━━━ Selected excerpt ━━━

My heart pounds. I excited to hear my wife’s voice. But I’m also apprehensive. What is she going to say? But it’s not Lisa who answers. It’s a man’s voice that picks up.

“I’m sorry,” I say. “I must’ve dialed the wrong number.”

“What’s the number again?” Julie asks, after disconnecting the unknown party. I give her Lisa’s number a second time. “That’s the number I thought I dialed.

Let me try again.”

The phone rings and I hear the same male voice. “Who’s this?” I ask. “Who’s this?” The man doesn’t answer my question.

“This is Michael Santos. I’m calling for my wife, Lisa.”

“Oh. Well, Lisa’s not here. I’m Lisa’s boyfriend. I live here now. Sorry to tell you, but it will be best if you don’t call back. She isn’t ready to talk with you.”

I’m humiliated. This is the way I learn my marriage is over. My sister heard everything. Speechless, I hang up. I don’t have the strength to deal with this new complication. I can’t even thank Julie for making the call. I just hang up and walk away.

Blindly, I press through crowds of prisoners. I find my way to the stairs. I don’t care about anything. I just push my way through the grief. I would prefer a knife in the gut to what I’m feeling. A knife wound would be a welcome reprieve from the pain twisting through my heart.

Somehow I find my cell. I fall onto my rack, smothering my face in my pillow. With the spirit of perseverance abandoning me, I squeeze my eyes shut. I have to keep tears from falling. Everything inside of me feels broken. My pulse pounds in my ears. The pain throbs, hurting my head. I’m having a hard time. I don’t know how to acknowledge that she’s gone. I’ve lost her. It’s like a painful vise. It’s squeezing tighter and tighter. The pain suffocates me. For the first time, I feel doubts. I don’t know whether I want to climb through 24 more years. Not with this pain.

━━━ Data lines ━━━

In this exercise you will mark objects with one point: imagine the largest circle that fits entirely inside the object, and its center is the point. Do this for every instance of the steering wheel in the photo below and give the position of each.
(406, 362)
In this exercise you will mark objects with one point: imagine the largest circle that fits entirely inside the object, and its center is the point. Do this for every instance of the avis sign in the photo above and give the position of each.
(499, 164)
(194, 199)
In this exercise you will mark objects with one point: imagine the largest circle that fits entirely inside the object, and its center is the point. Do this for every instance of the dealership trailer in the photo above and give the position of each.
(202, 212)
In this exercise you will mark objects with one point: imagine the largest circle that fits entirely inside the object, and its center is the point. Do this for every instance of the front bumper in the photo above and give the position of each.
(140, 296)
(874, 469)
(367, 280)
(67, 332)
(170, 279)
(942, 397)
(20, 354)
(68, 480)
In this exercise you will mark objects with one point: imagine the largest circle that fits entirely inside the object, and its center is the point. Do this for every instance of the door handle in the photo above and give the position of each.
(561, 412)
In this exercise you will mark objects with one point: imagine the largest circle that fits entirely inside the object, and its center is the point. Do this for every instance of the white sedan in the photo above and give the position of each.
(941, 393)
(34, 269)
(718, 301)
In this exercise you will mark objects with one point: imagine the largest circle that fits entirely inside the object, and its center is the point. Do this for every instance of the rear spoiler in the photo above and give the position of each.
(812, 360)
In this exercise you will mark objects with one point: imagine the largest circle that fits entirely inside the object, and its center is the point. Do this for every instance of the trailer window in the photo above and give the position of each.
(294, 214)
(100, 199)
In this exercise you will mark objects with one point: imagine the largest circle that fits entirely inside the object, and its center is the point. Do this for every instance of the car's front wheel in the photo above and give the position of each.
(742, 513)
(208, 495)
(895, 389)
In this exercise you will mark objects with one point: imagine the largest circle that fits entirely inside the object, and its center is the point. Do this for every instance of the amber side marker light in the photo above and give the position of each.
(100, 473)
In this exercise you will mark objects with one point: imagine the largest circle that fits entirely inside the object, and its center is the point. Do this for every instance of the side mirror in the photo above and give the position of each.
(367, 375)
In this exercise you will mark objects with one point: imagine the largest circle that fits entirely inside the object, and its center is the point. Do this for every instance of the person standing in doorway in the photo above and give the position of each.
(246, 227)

━━━

Brief A: List every person named in the excerpt about the phone call.
Brief B:
Answer these questions about the excerpt about the phone call, one line each:
(i) How does the man who answers describe himself?
(ii) What would the narrator prefer to the feeling he has on the way to the stairs?
(iii) How many more years does the narrator doubt he wants to climb through?
Brief C: Rewrite the paragraph of the excerpt about the phone call that begins "Somehow I find my cell" in two or three sentences, keeping its main facts.

Complete response A: Lisa, Julie, Michael Santos

Complete response B:
(i) As Lisa's boyfriend, who lives there now.
(ii) A knife in the gut.
(iii) 24 more years.

Complete response C: Back in his cell, the narrator falls onto his rack, buries his face in his pillow, and squeezes his eyes shut to hold back tears as his pulse pounds and his head throbs. He cannot accept that he has lost Lisa, and the pain feels like a tightening vise that suffocates him. For the first time, he doubts whether he wants to climb through 24 more years.